*Material supplied*:
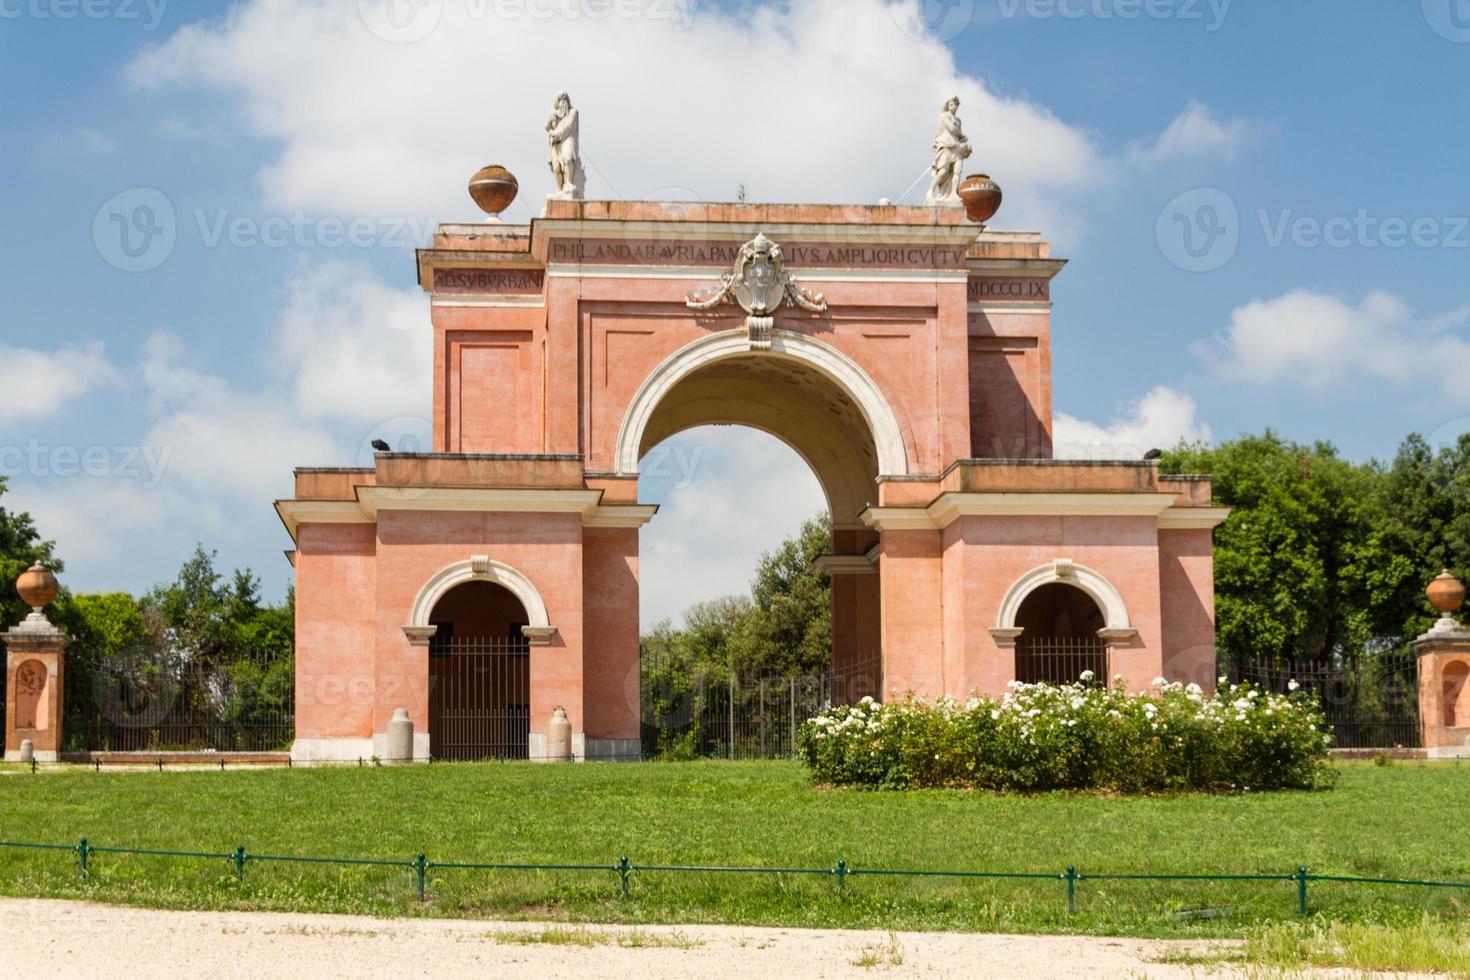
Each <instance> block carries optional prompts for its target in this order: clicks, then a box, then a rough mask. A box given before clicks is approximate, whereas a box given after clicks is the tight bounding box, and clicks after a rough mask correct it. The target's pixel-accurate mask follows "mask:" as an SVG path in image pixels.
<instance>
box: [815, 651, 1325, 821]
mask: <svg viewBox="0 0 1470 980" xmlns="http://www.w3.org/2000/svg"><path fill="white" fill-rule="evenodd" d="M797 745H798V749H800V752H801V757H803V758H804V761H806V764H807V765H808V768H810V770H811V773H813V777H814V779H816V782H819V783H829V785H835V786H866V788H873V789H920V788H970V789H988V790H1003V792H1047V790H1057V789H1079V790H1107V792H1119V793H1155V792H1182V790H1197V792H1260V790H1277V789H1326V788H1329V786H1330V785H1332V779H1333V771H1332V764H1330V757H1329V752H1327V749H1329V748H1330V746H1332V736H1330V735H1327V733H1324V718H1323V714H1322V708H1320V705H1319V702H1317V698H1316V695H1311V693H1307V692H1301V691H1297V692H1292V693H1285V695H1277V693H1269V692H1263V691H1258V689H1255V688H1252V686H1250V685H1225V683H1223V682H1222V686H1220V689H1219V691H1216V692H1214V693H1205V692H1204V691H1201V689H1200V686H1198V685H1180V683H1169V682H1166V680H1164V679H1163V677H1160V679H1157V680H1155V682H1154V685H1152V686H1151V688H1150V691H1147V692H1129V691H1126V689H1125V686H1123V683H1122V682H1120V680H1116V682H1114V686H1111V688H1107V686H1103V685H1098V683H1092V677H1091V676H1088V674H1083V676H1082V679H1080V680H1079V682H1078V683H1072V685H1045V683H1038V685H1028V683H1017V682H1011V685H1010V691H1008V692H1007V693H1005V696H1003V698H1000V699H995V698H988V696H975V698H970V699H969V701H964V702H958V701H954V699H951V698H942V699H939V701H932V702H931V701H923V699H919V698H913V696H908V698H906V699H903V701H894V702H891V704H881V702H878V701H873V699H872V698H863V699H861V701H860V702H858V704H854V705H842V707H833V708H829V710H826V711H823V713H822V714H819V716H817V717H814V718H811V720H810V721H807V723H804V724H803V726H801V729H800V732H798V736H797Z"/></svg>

--

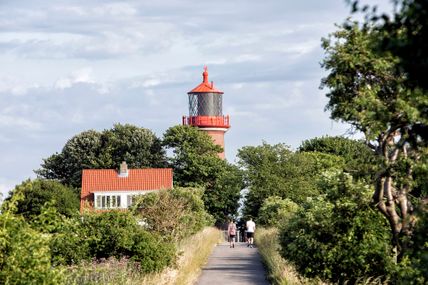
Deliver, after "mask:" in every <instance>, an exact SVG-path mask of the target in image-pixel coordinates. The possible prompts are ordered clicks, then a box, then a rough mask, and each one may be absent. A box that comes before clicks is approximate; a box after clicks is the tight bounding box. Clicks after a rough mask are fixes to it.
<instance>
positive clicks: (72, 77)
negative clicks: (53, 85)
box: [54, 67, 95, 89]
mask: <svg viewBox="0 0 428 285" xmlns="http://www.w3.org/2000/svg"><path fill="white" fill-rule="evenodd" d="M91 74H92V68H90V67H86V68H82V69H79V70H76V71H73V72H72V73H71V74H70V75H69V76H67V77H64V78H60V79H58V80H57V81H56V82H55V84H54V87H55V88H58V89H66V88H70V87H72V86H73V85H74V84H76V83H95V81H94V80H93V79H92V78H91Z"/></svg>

---

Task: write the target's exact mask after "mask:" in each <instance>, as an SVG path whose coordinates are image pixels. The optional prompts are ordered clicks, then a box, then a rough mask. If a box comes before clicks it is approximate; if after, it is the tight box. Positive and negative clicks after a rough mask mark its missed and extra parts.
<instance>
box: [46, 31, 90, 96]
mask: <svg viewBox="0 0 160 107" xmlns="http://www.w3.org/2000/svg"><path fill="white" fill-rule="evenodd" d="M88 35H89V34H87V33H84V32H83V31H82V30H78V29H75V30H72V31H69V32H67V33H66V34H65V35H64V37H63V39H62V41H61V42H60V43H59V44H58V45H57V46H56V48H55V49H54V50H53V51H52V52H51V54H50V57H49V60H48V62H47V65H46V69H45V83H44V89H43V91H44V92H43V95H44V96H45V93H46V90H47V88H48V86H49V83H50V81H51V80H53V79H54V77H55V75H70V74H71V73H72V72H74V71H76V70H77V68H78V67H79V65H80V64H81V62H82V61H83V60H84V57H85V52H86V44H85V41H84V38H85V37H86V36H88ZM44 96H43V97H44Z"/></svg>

*Exercise*:
In the second listing, reproduce verbatim the part that opens with the line containing "fixes to it." and closes with the line containing "negative clicks: (53, 85)", both of those lines included.

*Written solution*:
Deliver, after "mask:" in every <instance>, an exact SVG-path mask of the target in image-pixel coordinates. The possible prompts are ordered clicks, then a box, then a rough mask, and each one may be absent. A box that comes before clicks is approximate; a box after clicks is the tight bounding box. Clicks after a rough mask are fixes to it.
<instance>
positive clicks: (72, 77)
negative clicks: (53, 85)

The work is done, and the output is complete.